*EXERCISE AIM*: Reproduce the material below word for word, from the first line to the last.

*EXERCISE MATERIAL*:
** BEGIN **

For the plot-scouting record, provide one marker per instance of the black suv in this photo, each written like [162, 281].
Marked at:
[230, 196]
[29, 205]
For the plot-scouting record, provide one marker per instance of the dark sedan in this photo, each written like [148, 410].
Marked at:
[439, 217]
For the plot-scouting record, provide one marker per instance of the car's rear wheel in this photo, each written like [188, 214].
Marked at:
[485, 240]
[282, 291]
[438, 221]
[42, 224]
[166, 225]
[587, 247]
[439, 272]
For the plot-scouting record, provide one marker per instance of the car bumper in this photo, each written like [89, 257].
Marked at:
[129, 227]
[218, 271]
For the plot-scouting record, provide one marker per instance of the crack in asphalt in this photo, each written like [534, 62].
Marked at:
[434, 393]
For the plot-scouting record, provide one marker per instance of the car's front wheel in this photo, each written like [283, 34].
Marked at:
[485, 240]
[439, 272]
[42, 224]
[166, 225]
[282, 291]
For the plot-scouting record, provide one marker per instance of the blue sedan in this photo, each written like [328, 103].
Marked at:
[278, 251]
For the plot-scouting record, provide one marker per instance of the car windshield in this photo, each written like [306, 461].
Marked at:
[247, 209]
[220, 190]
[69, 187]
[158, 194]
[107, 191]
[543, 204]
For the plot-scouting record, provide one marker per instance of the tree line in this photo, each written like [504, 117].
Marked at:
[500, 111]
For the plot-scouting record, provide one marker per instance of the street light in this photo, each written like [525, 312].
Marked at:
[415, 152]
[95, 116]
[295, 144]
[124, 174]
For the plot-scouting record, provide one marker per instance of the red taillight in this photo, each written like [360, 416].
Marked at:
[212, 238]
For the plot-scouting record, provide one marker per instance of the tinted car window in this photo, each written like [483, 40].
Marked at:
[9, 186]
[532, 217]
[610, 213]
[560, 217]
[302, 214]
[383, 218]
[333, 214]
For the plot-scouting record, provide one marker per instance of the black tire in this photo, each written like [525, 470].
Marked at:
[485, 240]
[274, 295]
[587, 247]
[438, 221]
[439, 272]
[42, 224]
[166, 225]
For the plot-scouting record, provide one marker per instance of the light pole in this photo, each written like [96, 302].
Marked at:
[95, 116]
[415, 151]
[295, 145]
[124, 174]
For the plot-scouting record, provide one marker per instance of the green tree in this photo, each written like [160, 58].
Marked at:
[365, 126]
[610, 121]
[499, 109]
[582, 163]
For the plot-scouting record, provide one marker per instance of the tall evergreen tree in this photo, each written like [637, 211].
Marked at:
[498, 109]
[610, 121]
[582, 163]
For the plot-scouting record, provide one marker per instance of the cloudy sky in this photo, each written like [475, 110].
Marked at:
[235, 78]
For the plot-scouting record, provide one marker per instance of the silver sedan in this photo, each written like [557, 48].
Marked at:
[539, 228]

** END **

*OUTPUT OF THE EXERCISE*:
For the plot-scouting record, provide one marker per instance of the black suv in this photo, each written like [162, 281].
Marked at:
[230, 196]
[29, 205]
For the plot-scouting record, provide one marker per instance of the dark sedan in this photo, each written like [148, 410].
Marked at:
[439, 217]
For the plot-scouting record, provide one marker per instance of the car's rear wheel in this photo, each written like [188, 214].
Marked at:
[485, 240]
[282, 291]
[438, 221]
[42, 224]
[166, 225]
[587, 247]
[439, 272]
For the plot-scouting record, provide one marker per instance of the car bumper in this photo, each written like [89, 257].
Marked at:
[129, 227]
[218, 271]
For the plot-scouting record, provide one marker per instance of the crack in asphalt in this photo, each written like [534, 62].
Marked at:
[434, 393]
For the plot-scouting record, provide one marker per instance of the car's front wheel in this photo, each written like [283, 34].
Marked at:
[485, 240]
[439, 272]
[42, 224]
[166, 225]
[282, 291]
For the plot-scouting record, provide one marker per instance of the blue sedan in this photo, each written like [328, 103].
Marked at:
[278, 251]
For the plot-scouting record, provide one marker per instance of the car windshield in this photo, each written like [306, 461].
Marked at:
[247, 209]
[220, 190]
[69, 187]
[158, 194]
[107, 191]
[543, 204]
For the plot-scouting record, provide one marker per instance of the tree line in this photo, each written like [504, 117].
Marked at:
[500, 111]
For the plot-scouting record, provide one marker per instance of the street light in this photo, each written like [525, 312].
Marked at:
[415, 152]
[95, 116]
[295, 144]
[124, 174]
For the plot-scouting record, provide one marker per instance of the red taillight in this photo, each written like [360, 416].
Marked at:
[212, 238]
For the plot-scouting record, provide one marker per instance of the tinted car window in this photo, each written like [483, 40].
Marked at:
[9, 186]
[532, 217]
[610, 213]
[560, 217]
[302, 214]
[383, 218]
[333, 214]
For the plot-scouting record, provide one marker per instance of the black tire in this photo, each written like [525, 470].
Marked at:
[485, 240]
[274, 295]
[587, 247]
[438, 221]
[439, 272]
[42, 224]
[166, 225]
For the plot-scouting record, provide one marker per instance of the light pole in this photo, each written like [96, 302].
Marked at:
[95, 116]
[415, 151]
[295, 145]
[124, 174]
For the plot-scouting record, provide one marker per instance of the green tree in this photo, each written like [160, 58].
Marked at:
[365, 126]
[610, 121]
[499, 109]
[582, 163]
For the plot-scouting record, provide one marker per instance of the tall evergreen tree in this photo, each written like [637, 211].
Marked at:
[498, 109]
[610, 121]
[582, 163]
For the plot-scouting record, provide one marker per instance of the cloudy sky in this photo, each written like [475, 110].
Marked at:
[235, 78]
For the plot-scouting record, provide one marker per instance of the silver sedan in this photo, each written like [557, 48].
Marked at:
[539, 228]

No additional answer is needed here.